- [REQUIREMENTS] Duplicate the passage on Corbyn's rise from "The response in" up to and including "neoliberal consensus filter).".

- [SUPPLIED TEXT]
****

As the dust settles on another Australian election campaign, in which the population resoundingly supported no party, no program, no leader, British Politics is undergoing a sea change. Thrust into the centre – almost like a feat of the imagination, some flight of fancy recalling A Very British Coup – came Jeremy Corbyn, a social-democrat in the old style. For the first time in decades, there is a national leader in the anglophone world arguing against neoliberalism in Old Left terms. (Before his emergence, the greatest hope had been found in Scotland; outside the English-speaking world, in Greece, Spain or Latin America.)
The response in the British Labour Party has been phenomenal. Tens of thousands have flooded into the party, inspired by a leader who doesn’t belong to the technocratic world of focus groups and marketing. Corbyn speaks as if he believes in something, as if he stands on principle (and not as if all his ideas have passed through some hideous neoliberal consensus filter).
To understand Corbyn’s rise, the best place to begin is probably Richard Seymour’s book Corbyn: The Unlikely Rebirth of Radical Politics (Verso, 2016). Seymour traces the development of Corbyn, who ‘intelligently exploited an opening which has come about from the decay of the old parties’. This opportunity came when the Blairite majority in the Labour Party decided to change their election rules, giving their members a greater weight in leadership elections. No-one expected the mass campaign that this unleashed, least of all the Blairite MPs in the party. Indeed, the Left punched well above its weight, precisely because
the normally effective modes of political control, had broken down. At the core of this was the degeneration of the union link, which had been hacked away at over years, with the result that the traditionally cautious union bureaucracies seized on a drastic opportunity to reverse their losses.
It’s the sort of thing some theorist might consider in an essay on the role of accident in history.

****

[Location labeling records]
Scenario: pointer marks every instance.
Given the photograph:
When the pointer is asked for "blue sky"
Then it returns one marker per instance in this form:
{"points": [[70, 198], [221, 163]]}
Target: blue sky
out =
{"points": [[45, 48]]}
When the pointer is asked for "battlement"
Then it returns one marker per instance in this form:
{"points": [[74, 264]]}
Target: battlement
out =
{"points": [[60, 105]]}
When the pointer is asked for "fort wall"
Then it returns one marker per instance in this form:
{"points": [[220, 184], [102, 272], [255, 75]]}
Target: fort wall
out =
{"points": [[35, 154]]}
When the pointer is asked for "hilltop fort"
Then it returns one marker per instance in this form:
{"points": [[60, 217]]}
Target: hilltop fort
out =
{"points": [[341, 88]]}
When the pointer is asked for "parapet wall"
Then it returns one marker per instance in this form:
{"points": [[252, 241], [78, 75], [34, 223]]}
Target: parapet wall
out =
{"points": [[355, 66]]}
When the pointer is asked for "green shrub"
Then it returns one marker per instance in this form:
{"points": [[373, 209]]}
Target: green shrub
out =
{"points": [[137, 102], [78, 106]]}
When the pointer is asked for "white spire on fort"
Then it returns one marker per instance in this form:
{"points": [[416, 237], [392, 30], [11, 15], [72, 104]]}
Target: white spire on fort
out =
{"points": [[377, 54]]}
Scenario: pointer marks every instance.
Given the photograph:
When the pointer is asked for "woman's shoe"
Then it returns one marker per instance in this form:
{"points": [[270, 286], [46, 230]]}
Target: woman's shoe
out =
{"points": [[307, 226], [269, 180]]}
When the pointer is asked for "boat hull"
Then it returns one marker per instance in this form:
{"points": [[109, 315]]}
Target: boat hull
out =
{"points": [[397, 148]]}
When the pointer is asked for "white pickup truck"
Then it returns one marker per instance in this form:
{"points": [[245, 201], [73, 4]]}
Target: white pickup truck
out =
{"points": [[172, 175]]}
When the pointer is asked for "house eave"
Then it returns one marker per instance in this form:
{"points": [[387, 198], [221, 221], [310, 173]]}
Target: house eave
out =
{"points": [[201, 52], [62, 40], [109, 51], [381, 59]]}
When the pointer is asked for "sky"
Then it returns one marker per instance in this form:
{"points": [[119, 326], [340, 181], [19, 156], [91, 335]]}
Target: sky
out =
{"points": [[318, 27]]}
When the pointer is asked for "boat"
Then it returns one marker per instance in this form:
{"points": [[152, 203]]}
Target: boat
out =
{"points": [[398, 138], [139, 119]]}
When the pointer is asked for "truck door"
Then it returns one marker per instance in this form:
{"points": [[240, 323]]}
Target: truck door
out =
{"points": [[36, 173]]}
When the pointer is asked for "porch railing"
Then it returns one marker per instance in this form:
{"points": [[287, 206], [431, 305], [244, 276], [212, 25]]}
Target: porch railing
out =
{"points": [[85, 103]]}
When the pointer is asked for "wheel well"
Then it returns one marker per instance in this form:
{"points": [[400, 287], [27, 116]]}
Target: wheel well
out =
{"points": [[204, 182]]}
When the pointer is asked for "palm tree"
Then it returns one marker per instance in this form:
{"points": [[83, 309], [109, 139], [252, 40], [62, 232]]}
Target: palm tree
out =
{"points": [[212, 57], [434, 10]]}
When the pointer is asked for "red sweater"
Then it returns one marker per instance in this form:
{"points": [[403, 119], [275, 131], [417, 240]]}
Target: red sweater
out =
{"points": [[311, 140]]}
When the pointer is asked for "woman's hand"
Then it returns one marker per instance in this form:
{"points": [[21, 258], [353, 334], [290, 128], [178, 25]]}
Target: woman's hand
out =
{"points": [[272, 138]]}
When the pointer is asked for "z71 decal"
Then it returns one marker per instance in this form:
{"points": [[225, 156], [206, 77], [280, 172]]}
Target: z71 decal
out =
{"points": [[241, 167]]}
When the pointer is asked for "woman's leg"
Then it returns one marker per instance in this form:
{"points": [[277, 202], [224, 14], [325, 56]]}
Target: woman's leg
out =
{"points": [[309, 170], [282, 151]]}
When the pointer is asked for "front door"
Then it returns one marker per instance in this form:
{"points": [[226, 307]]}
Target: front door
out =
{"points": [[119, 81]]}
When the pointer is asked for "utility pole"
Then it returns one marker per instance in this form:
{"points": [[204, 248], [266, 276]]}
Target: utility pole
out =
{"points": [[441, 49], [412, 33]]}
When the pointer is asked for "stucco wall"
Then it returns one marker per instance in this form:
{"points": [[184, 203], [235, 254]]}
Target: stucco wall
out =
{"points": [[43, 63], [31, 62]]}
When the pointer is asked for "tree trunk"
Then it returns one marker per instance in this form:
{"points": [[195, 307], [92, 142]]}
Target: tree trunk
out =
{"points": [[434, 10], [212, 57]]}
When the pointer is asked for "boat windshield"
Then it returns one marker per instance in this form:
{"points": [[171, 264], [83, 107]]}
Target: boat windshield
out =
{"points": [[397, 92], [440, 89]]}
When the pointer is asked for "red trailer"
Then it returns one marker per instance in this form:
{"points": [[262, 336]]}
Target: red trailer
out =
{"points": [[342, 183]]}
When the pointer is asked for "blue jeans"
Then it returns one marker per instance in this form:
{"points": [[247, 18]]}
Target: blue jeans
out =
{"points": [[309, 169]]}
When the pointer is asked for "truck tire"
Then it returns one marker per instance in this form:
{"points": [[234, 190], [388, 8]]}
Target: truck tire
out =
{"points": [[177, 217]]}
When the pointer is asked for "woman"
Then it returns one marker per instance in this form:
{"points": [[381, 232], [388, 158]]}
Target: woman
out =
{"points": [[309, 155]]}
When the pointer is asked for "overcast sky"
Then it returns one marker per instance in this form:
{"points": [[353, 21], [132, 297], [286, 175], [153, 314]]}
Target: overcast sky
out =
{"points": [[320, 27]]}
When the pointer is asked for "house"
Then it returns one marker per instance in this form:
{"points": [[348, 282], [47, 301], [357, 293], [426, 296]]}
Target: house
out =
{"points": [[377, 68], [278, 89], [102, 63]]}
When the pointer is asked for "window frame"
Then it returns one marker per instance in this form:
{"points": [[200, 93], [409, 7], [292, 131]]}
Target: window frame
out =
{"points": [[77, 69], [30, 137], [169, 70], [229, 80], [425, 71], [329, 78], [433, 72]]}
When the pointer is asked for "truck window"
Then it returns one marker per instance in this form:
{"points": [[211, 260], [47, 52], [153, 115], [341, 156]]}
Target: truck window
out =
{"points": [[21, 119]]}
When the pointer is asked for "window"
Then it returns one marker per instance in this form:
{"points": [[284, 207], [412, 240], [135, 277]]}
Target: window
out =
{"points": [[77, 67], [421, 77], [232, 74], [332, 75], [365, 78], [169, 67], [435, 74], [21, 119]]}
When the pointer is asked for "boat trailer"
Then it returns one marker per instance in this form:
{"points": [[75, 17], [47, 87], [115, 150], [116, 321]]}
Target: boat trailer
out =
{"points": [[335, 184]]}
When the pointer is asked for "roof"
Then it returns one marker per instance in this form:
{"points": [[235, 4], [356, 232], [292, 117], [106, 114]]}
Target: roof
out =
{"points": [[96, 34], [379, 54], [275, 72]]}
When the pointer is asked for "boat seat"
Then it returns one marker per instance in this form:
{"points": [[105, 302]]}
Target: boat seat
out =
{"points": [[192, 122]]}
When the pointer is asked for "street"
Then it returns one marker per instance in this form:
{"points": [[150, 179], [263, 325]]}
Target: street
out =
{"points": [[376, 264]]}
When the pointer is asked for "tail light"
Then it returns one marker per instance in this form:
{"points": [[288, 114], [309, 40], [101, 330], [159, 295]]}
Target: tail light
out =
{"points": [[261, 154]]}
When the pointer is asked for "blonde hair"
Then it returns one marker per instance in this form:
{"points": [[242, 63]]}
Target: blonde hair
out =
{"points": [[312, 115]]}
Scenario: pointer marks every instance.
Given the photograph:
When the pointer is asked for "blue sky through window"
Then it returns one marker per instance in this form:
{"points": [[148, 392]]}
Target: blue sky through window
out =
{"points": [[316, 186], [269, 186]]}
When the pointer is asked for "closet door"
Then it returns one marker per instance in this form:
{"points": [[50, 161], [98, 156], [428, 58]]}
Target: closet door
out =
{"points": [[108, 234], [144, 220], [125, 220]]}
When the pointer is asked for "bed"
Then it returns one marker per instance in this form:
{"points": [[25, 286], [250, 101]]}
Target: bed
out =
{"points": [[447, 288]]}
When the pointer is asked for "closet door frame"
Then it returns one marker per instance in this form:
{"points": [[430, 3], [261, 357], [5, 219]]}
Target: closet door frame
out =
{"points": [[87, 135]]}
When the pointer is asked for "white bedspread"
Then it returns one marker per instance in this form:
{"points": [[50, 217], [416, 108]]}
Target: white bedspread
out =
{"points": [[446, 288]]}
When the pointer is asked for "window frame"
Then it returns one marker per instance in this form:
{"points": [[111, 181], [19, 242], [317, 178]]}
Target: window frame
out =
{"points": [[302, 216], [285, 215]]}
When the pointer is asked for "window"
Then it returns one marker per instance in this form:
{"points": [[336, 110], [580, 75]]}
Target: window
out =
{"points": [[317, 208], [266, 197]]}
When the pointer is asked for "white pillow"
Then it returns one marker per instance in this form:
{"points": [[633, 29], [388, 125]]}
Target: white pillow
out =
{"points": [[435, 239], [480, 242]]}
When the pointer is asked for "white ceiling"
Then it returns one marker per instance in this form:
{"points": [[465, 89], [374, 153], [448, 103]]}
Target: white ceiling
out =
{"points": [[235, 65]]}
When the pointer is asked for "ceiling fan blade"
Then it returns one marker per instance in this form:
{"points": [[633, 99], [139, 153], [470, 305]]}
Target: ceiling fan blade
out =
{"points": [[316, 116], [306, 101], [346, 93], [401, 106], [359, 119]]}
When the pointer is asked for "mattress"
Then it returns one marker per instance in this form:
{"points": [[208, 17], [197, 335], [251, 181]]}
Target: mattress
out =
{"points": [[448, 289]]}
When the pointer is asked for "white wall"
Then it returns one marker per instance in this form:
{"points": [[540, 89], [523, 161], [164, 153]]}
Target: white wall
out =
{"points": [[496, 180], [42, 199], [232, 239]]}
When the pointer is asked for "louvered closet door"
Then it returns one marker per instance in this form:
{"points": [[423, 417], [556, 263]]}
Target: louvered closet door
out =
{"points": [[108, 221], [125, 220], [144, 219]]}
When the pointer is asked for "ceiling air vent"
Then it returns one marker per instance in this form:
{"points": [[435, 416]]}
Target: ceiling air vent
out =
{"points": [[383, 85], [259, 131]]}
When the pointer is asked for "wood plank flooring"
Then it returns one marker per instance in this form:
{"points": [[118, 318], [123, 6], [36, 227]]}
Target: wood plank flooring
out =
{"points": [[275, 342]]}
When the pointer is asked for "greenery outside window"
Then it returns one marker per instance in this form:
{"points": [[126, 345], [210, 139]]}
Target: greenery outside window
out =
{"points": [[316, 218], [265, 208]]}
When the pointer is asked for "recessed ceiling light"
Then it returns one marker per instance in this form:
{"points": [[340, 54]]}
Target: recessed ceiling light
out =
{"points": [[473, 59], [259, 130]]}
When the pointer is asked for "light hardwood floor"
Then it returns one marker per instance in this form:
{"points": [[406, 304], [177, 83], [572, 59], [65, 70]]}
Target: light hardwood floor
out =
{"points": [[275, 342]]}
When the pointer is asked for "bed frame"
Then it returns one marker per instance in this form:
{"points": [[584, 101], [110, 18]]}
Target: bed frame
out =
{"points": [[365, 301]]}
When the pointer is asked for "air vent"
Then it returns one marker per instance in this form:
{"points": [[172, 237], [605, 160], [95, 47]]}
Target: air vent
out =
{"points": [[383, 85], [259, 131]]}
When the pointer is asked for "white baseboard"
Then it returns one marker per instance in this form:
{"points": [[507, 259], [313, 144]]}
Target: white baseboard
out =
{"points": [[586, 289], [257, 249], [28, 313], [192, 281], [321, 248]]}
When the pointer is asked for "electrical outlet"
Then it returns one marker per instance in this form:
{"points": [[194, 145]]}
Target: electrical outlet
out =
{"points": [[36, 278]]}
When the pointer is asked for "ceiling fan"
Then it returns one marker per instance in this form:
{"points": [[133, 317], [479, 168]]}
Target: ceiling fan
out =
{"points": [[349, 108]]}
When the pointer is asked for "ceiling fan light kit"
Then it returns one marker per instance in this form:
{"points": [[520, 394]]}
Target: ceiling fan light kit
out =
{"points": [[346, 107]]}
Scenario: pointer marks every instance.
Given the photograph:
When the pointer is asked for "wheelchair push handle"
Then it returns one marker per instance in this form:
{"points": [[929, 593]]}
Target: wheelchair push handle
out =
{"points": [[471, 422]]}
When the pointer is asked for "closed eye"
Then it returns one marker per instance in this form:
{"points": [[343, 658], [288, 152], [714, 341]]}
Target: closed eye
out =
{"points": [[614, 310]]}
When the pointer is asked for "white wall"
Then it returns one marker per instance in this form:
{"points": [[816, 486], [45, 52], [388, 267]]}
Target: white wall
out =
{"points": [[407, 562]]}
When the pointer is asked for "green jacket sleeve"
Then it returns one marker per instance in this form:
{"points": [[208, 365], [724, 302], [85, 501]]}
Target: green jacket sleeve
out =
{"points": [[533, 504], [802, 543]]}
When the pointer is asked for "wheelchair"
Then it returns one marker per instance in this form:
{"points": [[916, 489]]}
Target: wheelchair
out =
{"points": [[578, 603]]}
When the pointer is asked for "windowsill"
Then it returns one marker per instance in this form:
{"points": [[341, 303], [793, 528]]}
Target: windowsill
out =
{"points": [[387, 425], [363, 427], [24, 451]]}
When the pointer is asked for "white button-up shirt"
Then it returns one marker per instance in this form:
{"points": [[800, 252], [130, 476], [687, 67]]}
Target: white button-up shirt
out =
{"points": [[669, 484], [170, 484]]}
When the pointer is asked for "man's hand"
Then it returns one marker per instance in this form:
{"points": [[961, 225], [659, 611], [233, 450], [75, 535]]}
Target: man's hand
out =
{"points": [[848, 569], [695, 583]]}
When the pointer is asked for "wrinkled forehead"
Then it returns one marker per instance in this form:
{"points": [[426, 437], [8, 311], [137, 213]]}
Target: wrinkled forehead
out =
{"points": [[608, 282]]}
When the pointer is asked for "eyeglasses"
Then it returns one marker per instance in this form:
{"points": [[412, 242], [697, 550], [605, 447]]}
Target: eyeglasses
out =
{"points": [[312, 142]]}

****

- [RESPONSE TO THE EXERCISE]
The response in the British Labour Party has been phenomenal. Tens of thousands have flooded into the party, inspired by a leader who doesn’t belong to the technocratic world of focus groups and marketing. Corbyn speaks as if he believes in something, as if he stands on principle (and not as if all his ideas have passed through some hideous neoliberal consensus filter).